__EXERCISE DIRECTIONS__. Read through the lines below and copy the ones holding the string "outdoor".

Text-to-region grounding data
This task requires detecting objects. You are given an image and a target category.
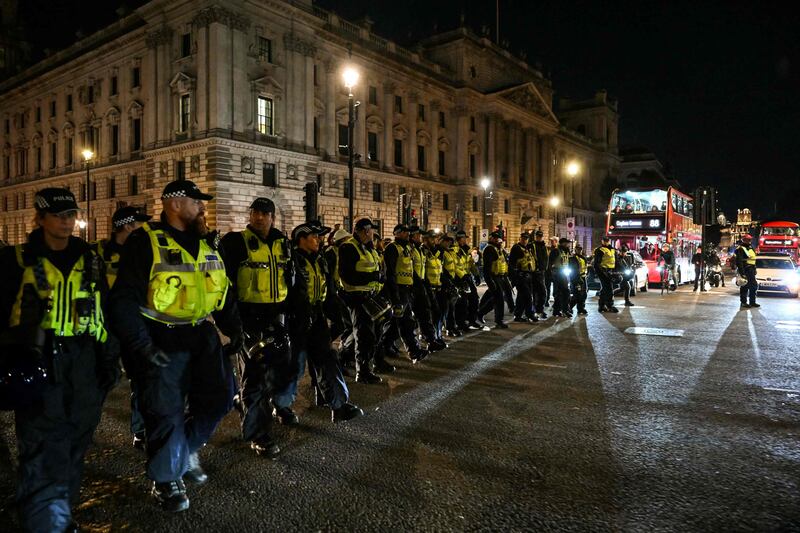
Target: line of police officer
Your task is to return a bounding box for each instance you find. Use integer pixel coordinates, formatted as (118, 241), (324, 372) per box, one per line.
(1, 180), (624, 530)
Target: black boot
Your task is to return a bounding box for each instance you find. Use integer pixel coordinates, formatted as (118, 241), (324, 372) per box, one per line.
(152, 480), (190, 512)
(355, 370), (383, 384)
(250, 438), (281, 459)
(332, 403), (365, 423)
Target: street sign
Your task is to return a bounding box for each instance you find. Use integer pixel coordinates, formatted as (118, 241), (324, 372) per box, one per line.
(480, 228), (489, 242)
(567, 230), (575, 240)
(566, 217), (575, 231)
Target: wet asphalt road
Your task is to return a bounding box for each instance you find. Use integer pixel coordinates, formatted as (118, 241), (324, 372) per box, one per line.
(2, 284), (800, 532)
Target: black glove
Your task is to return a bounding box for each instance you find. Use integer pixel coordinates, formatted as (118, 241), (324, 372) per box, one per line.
(95, 337), (121, 393)
(142, 345), (171, 368)
(224, 328), (245, 357)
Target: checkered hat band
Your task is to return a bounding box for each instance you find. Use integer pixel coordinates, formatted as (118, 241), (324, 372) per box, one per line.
(114, 216), (136, 227)
(34, 196), (50, 208)
(162, 191), (188, 199)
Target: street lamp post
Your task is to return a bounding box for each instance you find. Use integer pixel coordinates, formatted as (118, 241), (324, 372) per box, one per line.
(480, 177), (491, 234)
(342, 67), (359, 232)
(549, 196), (560, 237)
(566, 161), (580, 218)
(82, 149), (94, 241)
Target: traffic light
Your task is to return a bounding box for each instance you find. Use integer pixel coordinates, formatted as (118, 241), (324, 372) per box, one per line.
(303, 182), (318, 221)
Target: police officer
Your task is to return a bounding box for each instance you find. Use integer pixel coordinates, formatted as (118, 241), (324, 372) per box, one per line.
(287, 221), (364, 422)
(381, 224), (429, 363)
(95, 205), (152, 450)
(0, 187), (116, 531)
(529, 230), (549, 319)
(550, 237), (573, 318)
(570, 244), (589, 315)
(108, 181), (242, 512)
(594, 236), (619, 313)
(546, 237), (559, 308)
(619, 244), (637, 305)
(220, 197), (294, 459)
(422, 230), (448, 345)
(409, 225), (447, 352)
(338, 218), (385, 384)
(324, 228), (354, 368)
(736, 234), (760, 308)
(478, 230), (513, 329)
(455, 230), (482, 329)
(509, 232), (537, 322)
(439, 233), (463, 337)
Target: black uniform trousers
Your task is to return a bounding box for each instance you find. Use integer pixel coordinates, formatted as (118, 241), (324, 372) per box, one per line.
(455, 276), (480, 327)
(287, 309), (350, 410)
(532, 271), (547, 314)
(623, 275), (635, 302)
(341, 292), (379, 373)
(571, 276), (588, 312)
(479, 275), (513, 324)
(424, 285), (445, 341)
(14, 335), (103, 533)
(552, 275), (572, 315)
(512, 272), (535, 319)
(598, 268), (615, 310)
(412, 281), (438, 344)
(238, 311), (294, 443)
(382, 286), (422, 353)
(434, 287), (454, 338)
(740, 267), (758, 305)
(694, 267), (704, 290)
(141, 320), (233, 482)
(545, 271), (553, 305)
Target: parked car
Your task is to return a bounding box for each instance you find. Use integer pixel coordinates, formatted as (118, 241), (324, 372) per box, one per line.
(754, 254), (800, 297)
(586, 250), (649, 294)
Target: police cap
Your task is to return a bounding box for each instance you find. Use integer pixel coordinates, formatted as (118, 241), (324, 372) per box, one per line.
(161, 180), (213, 201)
(112, 206), (152, 228)
(33, 188), (80, 215)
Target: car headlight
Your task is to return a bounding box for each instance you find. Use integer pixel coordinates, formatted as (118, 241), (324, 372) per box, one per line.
(561, 266), (572, 276)
(624, 269), (632, 276)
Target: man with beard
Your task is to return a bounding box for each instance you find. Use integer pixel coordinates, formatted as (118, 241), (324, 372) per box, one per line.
(220, 197), (295, 459)
(508, 232), (537, 323)
(94, 205), (153, 450)
(108, 181), (242, 512)
(286, 220), (364, 422)
(528, 230), (549, 319)
(0, 188), (116, 531)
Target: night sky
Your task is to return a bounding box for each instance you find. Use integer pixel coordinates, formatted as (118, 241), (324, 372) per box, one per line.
(13, 0), (800, 221)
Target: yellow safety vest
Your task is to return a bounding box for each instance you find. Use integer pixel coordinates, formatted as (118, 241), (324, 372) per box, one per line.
(596, 246), (615, 269)
(442, 247), (458, 278)
(514, 244), (535, 272)
(740, 246), (756, 266)
(10, 245), (106, 341)
(410, 244), (425, 280)
(299, 253), (327, 306)
(389, 241), (414, 286)
(94, 239), (121, 289)
(453, 244), (468, 279)
(236, 228), (289, 304)
(140, 223), (229, 325)
(326, 247), (342, 288)
(424, 248), (443, 286)
(576, 255), (587, 276)
(340, 237), (380, 293)
(487, 246), (509, 276)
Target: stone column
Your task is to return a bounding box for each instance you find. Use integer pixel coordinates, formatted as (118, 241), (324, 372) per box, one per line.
(324, 60), (337, 158)
(144, 27), (171, 145)
(406, 91), (418, 175)
(383, 82), (395, 171)
(487, 113), (497, 183)
(523, 128), (533, 191)
(429, 100), (440, 178)
(304, 55), (315, 151)
(507, 122), (518, 188)
(455, 105), (469, 183)
(355, 83), (367, 165)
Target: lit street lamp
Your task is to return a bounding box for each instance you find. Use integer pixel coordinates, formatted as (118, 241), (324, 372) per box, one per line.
(82, 149), (94, 241)
(566, 160), (580, 218)
(481, 177), (492, 236)
(342, 66), (359, 232)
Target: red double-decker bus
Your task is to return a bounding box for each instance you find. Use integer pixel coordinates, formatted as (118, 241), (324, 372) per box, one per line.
(605, 187), (702, 285)
(758, 221), (800, 265)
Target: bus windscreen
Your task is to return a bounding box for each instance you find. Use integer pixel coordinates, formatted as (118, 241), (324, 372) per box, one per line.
(610, 189), (668, 214)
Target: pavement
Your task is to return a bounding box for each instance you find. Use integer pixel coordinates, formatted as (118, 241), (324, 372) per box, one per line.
(2, 284), (800, 532)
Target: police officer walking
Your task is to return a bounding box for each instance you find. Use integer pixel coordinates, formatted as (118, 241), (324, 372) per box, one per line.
(287, 221), (364, 422)
(619, 243), (636, 306)
(456, 230), (482, 329)
(594, 236), (619, 313)
(478, 230), (513, 328)
(0, 188), (116, 531)
(409, 225), (447, 352)
(550, 237), (573, 318)
(439, 233), (462, 337)
(95, 206), (152, 450)
(220, 197), (295, 458)
(570, 244), (589, 315)
(338, 218), (385, 384)
(422, 230), (448, 345)
(529, 230), (549, 319)
(736, 234), (760, 309)
(509, 232), (537, 322)
(382, 224), (429, 363)
(108, 181), (242, 512)
(324, 228), (354, 367)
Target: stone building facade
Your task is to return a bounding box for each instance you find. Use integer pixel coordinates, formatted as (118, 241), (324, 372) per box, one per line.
(0, 0), (620, 250)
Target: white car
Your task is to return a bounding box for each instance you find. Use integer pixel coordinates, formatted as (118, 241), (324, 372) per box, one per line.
(622, 250), (650, 293)
(755, 254), (800, 297)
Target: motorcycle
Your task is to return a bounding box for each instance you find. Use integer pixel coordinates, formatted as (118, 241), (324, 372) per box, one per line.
(706, 263), (724, 287)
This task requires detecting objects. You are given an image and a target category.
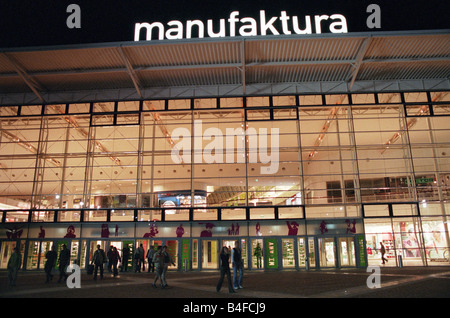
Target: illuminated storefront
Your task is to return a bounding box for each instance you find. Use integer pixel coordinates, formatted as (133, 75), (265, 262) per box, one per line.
(0, 30), (449, 271)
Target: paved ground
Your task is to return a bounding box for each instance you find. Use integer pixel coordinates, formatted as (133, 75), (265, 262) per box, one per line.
(1, 266), (449, 315)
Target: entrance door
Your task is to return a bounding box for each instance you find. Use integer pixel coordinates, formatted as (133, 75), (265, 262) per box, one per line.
(0, 242), (17, 269)
(338, 237), (356, 267)
(166, 240), (178, 269)
(251, 239), (264, 269)
(282, 238), (295, 268)
(264, 238), (278, 269)
(39, 241), (54, 269)
(26, 241), (40, 269)
(202, 240), (218, 269)
(318, 238), (336, 267)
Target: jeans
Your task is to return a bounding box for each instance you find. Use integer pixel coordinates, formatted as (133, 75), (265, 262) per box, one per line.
(233, 264), (243, 288)
(217, 267), (234, 292)
(94, 263), (104, 280)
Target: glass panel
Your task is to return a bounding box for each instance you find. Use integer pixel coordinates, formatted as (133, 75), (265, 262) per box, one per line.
(26, 241), (40, 269)
(246, 96), (270, 107)
(272, 96), (296, 106)
(240, 238), (248, 269)
(168, 99), (190, 110)
(192, 239), (199, 269)
(249, 207), (274, 219)
(364, 219), (395, 266)
(298, 237), (307, 268)
(318, 238), (335, 267)
(364, 204), (389, 217)
(194, 98), (217, 109)
(31, 211), (54, 222)
(68, 102), (90, 113)
(57, 210), (81, 222)
(282, 238), (295, 268)
(181, 239), (190, 270)
(422, 217), (450, 265)
(392, 204), (418, 216)
(39, 241), (53, 269)
(93, 102), (114, 112)
(246, 109), (270, 120)
(166, 240), (178, 269)
(221, 208), (246, 220)
(21, 105), (42, 116)
(278, 206), (303, 219)
(0, 106), (18, 116)
(264, 238), (278, 269)
(308, 237), (316, 268)
(117, 101), (140, 112)
(5, 211), (29, 222)
(299, 95), (323, 105)
(71, 240), (79, 265)
(251, 239), (264, 269)
(220, 97), (243, 108)
(339, 237), (356, 266)
(193, 208), (217, 221)
(0, 241), (18, 269)
(80, 240), (88, 269)
(351, 94), (375, 104)
(110, 209), (134, 222)
(393, 218), (425, 266)
(202, 240), (218, 269)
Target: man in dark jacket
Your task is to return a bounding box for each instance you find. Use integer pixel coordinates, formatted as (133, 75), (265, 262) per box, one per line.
(44, 245), (57, 283)
(92, 244), (106, 280)
(57, 244), (70, 283)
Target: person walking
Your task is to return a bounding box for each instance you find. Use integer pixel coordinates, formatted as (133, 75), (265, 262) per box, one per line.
(107, 245), (114, 273)
(111, 246), (121, 277)
(57, 244), (70, 283)
(216, 246), (235, 293)
(254, 243), (262, 269)
(380, 242), (388, 264)
(44, 245), (57, 283)
(147, 245), (156, 273)
(7, 247), (21, 286)
(92, 244), (107, 280)
(135, 244), (145, 272)
(152, 246), (164, 288)
(232, 244), (243, 289)
(121, 244), (130, 272)
(161, 245), (175, 288)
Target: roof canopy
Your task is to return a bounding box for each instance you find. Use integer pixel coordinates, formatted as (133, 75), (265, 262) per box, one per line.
(0, 30), (449, 104)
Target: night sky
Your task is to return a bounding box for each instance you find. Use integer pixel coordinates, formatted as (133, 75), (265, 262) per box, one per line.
(0, 0), (448, 48)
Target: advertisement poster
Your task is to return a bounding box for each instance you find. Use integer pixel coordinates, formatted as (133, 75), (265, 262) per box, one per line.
(265, 239), (278, 269)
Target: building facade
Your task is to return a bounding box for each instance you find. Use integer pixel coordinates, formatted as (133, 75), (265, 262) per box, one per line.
(0, 31), (449, 271)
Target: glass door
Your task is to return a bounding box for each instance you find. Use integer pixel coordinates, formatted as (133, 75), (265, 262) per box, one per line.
(282, 238), (295, 268)
(166, 240), (178, 269)
(264, 238), (278, 269)
(308, 237), (316, 268)
(318, 237), (336, 267)
(0, 241), (22, 269)
(202, 240), (218, 269)
(192, 239), (198, 269)
(39, 241), (54, 269)
(56, 240), (70, 269)
(251, 239), (264, 269)
(339, 237), (356, 267)
(26, 241), (40, 269)
(298, 237), (307, 268)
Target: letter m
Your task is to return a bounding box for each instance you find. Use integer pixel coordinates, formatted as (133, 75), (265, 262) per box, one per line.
(134, 22), (165, 41)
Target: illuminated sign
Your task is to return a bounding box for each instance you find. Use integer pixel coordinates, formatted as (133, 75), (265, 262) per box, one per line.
(134, 10), (348, 41)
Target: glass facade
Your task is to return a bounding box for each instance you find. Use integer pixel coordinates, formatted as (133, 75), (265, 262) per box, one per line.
(1, 91), (449, 270)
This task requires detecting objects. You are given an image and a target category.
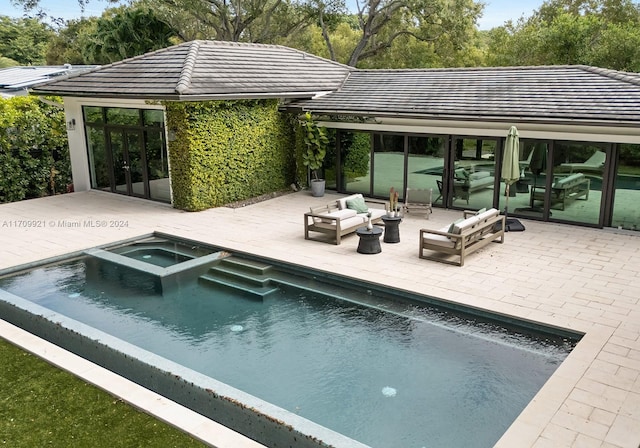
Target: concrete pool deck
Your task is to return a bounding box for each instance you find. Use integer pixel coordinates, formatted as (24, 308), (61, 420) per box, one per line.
(0, 190), (639, 448)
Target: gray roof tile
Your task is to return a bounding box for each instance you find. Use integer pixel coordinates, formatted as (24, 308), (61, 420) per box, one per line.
(31, 40), (352, 100)
(291, 66), (640, 125)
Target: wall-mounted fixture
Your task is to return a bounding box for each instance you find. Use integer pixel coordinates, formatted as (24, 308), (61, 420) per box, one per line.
(66, 118), (76, 131)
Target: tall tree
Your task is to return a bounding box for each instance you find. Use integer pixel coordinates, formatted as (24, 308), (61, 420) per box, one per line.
(45, 18), (98, 65)
(485, 0), (640, 70)
(81, 6), (178, 64)
(0, 15), (54, 65)
(321, 0), (482, 66)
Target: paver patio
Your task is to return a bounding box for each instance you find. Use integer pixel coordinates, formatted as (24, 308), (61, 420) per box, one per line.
(1, 190), (639, 448)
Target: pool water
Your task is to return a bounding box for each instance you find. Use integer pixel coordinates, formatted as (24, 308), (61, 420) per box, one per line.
(0, 241), (578, 448)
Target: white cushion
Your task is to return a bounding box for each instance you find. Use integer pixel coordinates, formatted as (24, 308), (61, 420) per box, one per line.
(338, 194), (364, 210)
(469, 171), (490, 181)
(554, 173), (583, 188)
(318, 208), (357, 224)
(474, 208), (499, 223)
(367, 208), (387, 220)
(453, 216), (480, 234)
(422, 233), (456, 248)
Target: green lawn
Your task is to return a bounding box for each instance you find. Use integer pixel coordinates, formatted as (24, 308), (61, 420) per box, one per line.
(0, 338), (207, 447)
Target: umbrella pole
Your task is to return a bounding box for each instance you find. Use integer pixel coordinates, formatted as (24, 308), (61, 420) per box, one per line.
(504, 183), (510, 218)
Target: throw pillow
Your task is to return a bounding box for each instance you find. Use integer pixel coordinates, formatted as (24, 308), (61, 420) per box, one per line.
(475, 207), (487, 215)
(454, 168), (469, 180)
(346, 196), (369, 213)
(447, 218), (464, 234)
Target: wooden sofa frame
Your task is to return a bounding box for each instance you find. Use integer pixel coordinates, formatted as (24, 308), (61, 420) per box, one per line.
(419, 209), (505, 266)
(304, 197), (387, 245)
(530, 174), (590, 211)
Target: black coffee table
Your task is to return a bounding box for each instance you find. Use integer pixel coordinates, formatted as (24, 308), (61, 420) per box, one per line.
(381, 215), (402, 243)
(356, 226), (382, 254)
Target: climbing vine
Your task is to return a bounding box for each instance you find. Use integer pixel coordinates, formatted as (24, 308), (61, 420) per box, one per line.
(164, 99), (296, 211)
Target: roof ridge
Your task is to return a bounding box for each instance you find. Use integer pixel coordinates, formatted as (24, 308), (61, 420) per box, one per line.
(176, 41), (201, 94)
(578, 65), (640, 87)
(197, 40), (353, 71)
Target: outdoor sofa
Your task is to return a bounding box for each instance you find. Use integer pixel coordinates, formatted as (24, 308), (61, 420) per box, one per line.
(530, 172), (590, 210)
(453, 168), (495, 203)
(419, 208), (505, 266)
(304, 194), (387, 244)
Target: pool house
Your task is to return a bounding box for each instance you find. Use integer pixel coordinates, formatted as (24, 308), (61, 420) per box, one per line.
(31, 40), (640, 231)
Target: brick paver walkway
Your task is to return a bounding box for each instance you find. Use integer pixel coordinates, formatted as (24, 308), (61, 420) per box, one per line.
(1, 191), (639, 448)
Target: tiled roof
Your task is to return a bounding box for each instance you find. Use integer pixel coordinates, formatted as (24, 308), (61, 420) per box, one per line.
(30, 40), (352, 100)
(290, 66), (640, 125)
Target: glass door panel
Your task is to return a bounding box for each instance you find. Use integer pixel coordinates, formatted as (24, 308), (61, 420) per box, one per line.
(407, 136), (445, 205)
(342, 131), (372, 195)
(86, 127), (110, 191)
(126, 131), (145, 198)
(146, 130), (171, 202)
(549, 142), (605, 225)
(109, 131), (128, 194)
(372, 134), (405, 198)
(507, 140), (548, 220)
(452, 138), (497, 210)
(612, 144), (640, 230)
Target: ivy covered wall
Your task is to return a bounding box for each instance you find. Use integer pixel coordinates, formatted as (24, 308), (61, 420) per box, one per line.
(164, 99), (297, 211)
(0, 96), (71, 203)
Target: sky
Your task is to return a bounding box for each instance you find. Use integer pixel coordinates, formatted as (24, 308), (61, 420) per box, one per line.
(0, 0), (542, 30)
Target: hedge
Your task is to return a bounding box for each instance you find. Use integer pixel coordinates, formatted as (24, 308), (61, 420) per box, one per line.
(164, 99), (297, 211)
(0, 96), (71, 203)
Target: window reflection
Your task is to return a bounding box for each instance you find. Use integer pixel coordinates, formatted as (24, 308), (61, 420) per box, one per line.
(373, 134), (404, 198)
(612, 144), (640, 230)
(341, 131), (372, 195)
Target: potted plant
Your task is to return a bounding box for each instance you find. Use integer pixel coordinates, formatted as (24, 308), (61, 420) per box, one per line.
(389, 187), (399, 217)
(300, 111), (329, 197)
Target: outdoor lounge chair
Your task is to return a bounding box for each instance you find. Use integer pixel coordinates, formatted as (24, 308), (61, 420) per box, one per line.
(559, 150), (606, 175)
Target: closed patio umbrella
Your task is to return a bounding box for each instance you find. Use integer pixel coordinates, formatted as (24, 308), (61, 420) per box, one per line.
(501, 126), (525, 231)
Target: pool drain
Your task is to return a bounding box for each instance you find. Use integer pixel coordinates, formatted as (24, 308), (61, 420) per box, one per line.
(230, 325), (244, 332)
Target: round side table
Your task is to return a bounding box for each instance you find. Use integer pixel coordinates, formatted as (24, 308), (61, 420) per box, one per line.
(381, 215), (402, 243)
(355, 227), (382, 254)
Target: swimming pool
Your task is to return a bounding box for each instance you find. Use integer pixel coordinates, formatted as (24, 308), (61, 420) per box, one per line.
(0, 233), (581, 448)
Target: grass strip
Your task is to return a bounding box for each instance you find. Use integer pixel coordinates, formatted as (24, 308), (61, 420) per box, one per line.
(0, 338), (207, 447)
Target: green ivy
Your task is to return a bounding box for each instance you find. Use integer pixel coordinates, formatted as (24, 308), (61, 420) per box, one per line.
(0, 96), (71, 203)
(164, 99), (296, 211)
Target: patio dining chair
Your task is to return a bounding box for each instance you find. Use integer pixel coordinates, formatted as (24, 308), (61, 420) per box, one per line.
(403, 187), (433, 218)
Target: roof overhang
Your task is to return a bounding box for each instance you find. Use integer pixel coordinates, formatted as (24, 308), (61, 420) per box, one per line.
(315, 115), (640, 144)
(29, 90), (333, 102)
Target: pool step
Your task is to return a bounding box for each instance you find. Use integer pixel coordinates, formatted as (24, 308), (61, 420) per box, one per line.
(198, 257), (278, 300)
(219, 257), (273, 275)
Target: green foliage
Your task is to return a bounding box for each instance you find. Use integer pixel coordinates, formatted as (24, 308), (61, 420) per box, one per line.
(0, 15), (54, 65)
(299, 111), (329, 180)
(0, 96), (71, 203)
(46, 17), (99, 65)
(485, 0), (640, 70)
(81, 6), (178, 64)
(0, 339), (206, 447)
(164, 99), (296, 211)
(342, 131), (370, 179)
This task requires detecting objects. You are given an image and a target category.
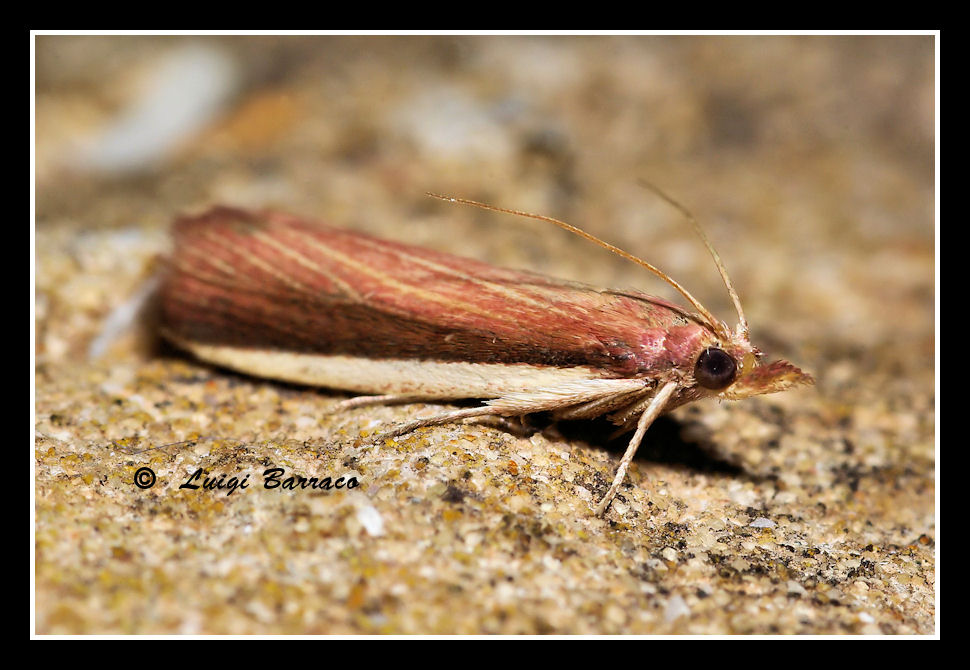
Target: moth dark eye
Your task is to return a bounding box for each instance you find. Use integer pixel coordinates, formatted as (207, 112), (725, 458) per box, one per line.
(694, 347), (738, 390)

__OUTPUT BELOW__.
Target: outdoor sofa
Target: outdoor lounge chair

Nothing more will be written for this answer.